▶ **BRIEF**
Return the blog post below about beef grown without slaughter, word for word and in full, before the entries that follow it.

----- QUOTED PASSAGE -----

Wednesday, August 07, 2013

A brave new world where beef is not beef, and oranges are not oranges

"It depends on what the meaning of the word 'is' is."
Unless you are way too young a reader, in which case I worry about you, that quote might have made you smile and wince at the same time.  It was the one of the most bizarre moments of political presidential theatre in recent years.  In saying that, Slick Willie, the sharp intellectual and debater that he is, underscored the importance of definitions.  

Public policy issues are increasingly about definitions.  It depends on what we mean by marriage.  It depends on what we mean as drugs.  It depends on what we mean by unborn child.  Not only will such questions not go away, but advancement in scientific understanding and technological sophistication will continue to complicate our lives by challenging a lot more of the definitions.

Even a few years ago, it would have been bizarre for anybody to state that whether eating beef in India will be ok will depend on the definition of beef.  After all, beef comes from cows that have to be slaughtered and killing cows is not usually ok in that country.  Life was simple.  But, if beef is produced without ever killing a cow, then is that really beef and, therefore, will consuming that be acceptable?

Google's Sergey Brin funded the project to grow beef in a petridish:
Sometimes a new technology comes along and it has the capability to transform how we view the world
The "sacred cow" population and animal welfare groups will be pleased with his rationale:
Brin said that he was moved to invest in the technology for animal welfare reasons. People had an erroneous image of modern meat production, he said, imagining "pristine farms" with just a few animals in them. "When you see how these cows are treated, it's certainly something I'm not comfortable with."

----- INFORMATION SUPPLIED -----

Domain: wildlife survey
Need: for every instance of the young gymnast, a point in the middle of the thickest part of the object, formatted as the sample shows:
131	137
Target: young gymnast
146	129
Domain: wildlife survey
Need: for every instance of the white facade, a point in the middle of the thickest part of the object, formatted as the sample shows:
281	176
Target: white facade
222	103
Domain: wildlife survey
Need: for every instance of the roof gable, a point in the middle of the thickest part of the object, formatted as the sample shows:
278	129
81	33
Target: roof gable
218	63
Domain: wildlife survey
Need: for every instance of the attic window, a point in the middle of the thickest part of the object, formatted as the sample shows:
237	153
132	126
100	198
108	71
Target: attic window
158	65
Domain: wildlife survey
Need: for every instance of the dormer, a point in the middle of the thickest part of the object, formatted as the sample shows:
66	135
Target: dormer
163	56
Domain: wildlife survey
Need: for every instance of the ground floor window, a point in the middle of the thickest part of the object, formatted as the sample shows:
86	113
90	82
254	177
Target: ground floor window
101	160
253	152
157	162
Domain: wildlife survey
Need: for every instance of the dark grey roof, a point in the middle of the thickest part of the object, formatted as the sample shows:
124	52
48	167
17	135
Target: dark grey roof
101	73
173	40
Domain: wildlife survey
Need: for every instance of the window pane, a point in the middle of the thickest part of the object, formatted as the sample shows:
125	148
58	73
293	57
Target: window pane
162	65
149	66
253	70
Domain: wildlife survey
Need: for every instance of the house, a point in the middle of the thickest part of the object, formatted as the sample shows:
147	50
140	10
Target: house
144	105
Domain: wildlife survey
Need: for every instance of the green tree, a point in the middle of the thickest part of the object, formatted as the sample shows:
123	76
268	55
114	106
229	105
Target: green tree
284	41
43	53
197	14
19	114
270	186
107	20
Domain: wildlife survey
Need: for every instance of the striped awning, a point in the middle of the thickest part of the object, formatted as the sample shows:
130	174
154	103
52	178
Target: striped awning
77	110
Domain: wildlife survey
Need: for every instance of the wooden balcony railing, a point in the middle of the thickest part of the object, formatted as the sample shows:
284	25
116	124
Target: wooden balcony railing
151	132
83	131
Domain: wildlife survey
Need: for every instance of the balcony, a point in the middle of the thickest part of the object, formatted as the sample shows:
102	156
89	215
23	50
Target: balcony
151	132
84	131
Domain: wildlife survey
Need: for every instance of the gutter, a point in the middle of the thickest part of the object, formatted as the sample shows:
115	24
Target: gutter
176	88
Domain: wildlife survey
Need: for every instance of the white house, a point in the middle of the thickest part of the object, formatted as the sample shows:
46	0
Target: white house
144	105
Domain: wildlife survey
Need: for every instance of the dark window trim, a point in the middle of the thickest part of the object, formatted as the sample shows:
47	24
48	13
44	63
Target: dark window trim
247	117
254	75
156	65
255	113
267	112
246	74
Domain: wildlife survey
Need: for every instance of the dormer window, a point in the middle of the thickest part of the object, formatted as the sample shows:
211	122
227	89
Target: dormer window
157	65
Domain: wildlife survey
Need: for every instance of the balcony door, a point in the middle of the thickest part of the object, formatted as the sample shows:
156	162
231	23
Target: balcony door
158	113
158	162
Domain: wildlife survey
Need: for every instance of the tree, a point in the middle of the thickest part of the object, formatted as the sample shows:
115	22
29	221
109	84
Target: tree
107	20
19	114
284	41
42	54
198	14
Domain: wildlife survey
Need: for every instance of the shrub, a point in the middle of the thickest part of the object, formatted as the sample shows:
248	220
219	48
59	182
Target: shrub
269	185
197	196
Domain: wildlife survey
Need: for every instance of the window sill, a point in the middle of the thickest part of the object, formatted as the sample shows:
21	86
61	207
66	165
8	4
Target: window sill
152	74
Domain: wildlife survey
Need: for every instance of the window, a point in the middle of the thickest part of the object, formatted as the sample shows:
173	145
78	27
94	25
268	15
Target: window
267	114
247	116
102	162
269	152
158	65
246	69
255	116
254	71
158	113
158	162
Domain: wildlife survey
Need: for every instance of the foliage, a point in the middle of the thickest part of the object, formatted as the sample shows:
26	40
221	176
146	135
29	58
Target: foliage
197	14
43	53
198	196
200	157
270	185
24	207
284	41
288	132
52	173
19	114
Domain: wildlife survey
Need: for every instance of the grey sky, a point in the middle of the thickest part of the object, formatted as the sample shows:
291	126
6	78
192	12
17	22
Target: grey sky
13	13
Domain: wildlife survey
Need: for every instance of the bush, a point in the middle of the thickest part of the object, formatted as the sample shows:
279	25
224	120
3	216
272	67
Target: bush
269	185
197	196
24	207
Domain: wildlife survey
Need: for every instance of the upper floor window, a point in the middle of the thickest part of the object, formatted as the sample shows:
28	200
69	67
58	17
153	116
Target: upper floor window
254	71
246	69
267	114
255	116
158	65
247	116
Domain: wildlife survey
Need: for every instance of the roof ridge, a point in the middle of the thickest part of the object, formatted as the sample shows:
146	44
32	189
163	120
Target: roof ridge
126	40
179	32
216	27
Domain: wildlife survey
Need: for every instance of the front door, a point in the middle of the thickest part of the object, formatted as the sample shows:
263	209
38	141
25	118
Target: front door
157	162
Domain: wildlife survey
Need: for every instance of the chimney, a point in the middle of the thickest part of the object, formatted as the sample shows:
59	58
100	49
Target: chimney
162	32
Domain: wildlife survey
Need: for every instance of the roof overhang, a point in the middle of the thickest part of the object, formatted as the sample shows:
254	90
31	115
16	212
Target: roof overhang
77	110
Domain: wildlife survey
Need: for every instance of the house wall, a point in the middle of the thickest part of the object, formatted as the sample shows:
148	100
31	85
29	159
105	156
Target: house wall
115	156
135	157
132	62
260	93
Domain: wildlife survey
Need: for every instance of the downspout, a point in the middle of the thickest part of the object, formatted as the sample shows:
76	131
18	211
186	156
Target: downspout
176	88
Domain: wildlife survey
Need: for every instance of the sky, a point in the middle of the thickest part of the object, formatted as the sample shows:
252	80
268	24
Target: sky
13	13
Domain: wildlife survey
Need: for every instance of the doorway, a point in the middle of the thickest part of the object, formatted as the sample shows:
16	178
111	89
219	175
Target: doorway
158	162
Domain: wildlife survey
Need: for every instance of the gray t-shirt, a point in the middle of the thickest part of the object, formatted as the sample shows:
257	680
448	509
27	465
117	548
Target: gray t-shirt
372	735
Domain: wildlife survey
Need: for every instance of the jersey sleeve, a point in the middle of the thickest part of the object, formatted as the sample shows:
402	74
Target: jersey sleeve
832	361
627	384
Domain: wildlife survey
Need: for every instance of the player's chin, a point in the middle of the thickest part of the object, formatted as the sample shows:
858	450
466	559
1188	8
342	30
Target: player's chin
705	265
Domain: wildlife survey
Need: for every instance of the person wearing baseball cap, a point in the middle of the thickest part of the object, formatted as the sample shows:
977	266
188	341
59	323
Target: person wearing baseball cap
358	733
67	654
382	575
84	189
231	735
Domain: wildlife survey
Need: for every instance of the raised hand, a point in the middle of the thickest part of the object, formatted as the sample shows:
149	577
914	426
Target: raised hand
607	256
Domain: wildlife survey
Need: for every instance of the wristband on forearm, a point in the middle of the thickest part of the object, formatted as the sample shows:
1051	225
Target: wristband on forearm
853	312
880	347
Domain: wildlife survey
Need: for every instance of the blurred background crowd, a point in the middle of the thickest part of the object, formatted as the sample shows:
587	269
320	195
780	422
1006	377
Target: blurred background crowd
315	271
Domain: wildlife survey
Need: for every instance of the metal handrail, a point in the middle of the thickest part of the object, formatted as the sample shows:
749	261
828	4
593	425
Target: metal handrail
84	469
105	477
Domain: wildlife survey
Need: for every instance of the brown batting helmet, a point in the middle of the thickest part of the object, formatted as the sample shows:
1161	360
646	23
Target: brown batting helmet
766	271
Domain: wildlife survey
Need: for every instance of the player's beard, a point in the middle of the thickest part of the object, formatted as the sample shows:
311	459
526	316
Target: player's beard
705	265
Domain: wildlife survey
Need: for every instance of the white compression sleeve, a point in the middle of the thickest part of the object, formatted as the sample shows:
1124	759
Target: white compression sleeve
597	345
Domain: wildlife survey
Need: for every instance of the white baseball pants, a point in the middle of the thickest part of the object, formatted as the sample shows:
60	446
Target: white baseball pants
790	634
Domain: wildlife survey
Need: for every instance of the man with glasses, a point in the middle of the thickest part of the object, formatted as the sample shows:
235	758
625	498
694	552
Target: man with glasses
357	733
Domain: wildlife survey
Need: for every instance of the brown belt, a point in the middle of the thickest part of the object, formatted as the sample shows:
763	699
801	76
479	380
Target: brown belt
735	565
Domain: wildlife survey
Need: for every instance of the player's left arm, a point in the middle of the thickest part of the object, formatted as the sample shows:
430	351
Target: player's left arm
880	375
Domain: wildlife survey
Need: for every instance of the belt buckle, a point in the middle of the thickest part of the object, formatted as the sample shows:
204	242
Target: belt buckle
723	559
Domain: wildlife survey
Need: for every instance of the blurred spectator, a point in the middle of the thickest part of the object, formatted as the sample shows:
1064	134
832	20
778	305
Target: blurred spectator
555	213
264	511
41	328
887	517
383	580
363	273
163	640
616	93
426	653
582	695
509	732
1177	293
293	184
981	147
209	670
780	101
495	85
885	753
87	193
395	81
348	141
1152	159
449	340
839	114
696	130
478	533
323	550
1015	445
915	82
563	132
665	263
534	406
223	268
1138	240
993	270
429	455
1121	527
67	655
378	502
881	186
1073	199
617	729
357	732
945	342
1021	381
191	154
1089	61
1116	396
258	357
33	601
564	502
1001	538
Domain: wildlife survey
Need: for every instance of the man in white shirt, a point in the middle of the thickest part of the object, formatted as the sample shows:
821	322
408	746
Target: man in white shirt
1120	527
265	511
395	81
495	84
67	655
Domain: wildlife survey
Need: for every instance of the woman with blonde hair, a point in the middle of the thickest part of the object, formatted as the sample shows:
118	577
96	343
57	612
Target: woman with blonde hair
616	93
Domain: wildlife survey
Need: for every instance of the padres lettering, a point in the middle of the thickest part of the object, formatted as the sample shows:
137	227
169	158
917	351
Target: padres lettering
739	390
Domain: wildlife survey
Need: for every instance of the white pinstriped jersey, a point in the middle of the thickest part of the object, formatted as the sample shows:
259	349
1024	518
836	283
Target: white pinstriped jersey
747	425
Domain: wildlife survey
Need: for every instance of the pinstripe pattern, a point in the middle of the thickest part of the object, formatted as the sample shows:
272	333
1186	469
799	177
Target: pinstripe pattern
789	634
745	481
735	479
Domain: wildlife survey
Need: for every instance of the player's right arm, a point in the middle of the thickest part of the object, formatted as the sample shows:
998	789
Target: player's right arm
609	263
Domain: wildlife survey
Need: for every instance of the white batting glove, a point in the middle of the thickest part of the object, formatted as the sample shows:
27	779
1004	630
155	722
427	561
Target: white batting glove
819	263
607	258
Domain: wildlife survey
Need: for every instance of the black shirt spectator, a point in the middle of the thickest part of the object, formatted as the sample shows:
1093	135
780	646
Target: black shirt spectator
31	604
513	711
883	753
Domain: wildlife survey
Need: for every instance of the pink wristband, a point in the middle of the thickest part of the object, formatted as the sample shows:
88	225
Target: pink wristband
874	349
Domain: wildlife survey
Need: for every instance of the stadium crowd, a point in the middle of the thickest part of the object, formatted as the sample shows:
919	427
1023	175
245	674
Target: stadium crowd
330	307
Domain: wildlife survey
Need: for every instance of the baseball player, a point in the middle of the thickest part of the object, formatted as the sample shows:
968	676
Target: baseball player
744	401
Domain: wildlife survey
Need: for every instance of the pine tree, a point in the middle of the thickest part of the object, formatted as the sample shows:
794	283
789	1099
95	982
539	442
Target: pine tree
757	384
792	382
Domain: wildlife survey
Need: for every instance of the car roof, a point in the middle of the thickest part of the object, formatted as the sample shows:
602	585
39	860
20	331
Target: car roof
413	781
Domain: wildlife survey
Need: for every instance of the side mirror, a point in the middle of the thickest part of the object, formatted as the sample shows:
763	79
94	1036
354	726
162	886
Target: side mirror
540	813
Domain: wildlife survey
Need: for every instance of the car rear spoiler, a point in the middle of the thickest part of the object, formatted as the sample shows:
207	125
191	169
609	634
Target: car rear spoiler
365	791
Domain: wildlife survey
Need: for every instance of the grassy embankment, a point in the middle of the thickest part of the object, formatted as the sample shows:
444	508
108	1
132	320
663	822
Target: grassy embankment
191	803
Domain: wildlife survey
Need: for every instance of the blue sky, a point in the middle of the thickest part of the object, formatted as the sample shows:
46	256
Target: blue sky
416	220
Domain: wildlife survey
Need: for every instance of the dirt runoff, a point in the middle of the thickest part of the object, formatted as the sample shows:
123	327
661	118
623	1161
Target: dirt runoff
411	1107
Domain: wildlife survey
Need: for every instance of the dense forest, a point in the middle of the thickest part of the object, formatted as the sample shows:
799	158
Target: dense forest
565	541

-----

▶ **SOLUTION TO THIS PROBLEM**
Wednesday, August 07, 2013

A brave new world where beef is not beef, and oranges are not oranges

"It depends on what the meaning of the word 'is' is."
Unless you are way too young a reader, in which case I worry about you, that quote might have made you smile and wince at the same time.  It was the one of the most bizarre moments of political presidential theatre in recent years.  In saying that, Slick Willie, the sharp intellectual and debater that he is, underscored the importance of definitions.  

Public policy issues are increasingly about definitions.  It depends on what we mean by marriage.  It depends on what we mean as drugs.  It depends on what we mean by unborn child.  Not only will such questions not go away, but advancement in scientific understanding and technological sophistication will continue to complicate our lives by challenging a lot more of the definitions.

Even a few years ago, it would have been bizarre for anybody to state that whether eating beef in India will be ok will depend on the definition of beef.  After all, beef comes from cows that have to be slaughtered and killing cows is not usually ok in that country.  Life was simple.  But, if beef is produced without ever killing a cow, then is that really beef and, therefore, will consuming that be acceptable?

Google's Sergey Brin funded the project to grow beef in a petridish:
Sometimes a new technology comes along and it has the capability to transform how we view the world
The "sacred cow" population and animal welfare groups will be pleased with his rationale:
Brin said that he was moved to invest in the technology for animal welfare reasons. People had an erroneous image of modern meat production, he said, imagining "pristine farms" with just a few animals in them. "When you see how these cows are treated, it's certainly something I'm not comfortable with."